Select and copy each line in the records below that contains the word "white". Only lines where the letter case matches count.
— START OF Records for the exercise —
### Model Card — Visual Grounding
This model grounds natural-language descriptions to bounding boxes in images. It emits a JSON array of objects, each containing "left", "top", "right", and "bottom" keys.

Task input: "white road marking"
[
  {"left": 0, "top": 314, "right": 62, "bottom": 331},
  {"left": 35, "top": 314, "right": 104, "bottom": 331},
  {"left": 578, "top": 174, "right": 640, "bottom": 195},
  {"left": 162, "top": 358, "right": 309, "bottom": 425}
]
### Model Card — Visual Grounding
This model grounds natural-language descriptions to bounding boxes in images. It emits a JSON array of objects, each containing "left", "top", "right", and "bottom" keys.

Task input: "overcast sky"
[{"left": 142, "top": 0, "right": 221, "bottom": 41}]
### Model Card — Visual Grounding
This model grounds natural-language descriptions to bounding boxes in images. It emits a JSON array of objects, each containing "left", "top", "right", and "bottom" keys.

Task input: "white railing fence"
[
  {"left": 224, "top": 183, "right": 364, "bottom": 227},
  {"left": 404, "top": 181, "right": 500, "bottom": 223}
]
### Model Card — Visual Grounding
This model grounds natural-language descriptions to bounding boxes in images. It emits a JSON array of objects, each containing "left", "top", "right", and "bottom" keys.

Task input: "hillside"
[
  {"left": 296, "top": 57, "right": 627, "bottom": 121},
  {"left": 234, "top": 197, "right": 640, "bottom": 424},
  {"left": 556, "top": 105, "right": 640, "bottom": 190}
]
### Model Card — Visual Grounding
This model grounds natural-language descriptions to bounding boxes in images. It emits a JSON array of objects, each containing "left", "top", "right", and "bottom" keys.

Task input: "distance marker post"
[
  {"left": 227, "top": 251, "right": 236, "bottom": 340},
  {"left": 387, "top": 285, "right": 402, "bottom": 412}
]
— END OF Records for the exercise —
• In response
Task input: "white road marking"
Task input: "white railing fence"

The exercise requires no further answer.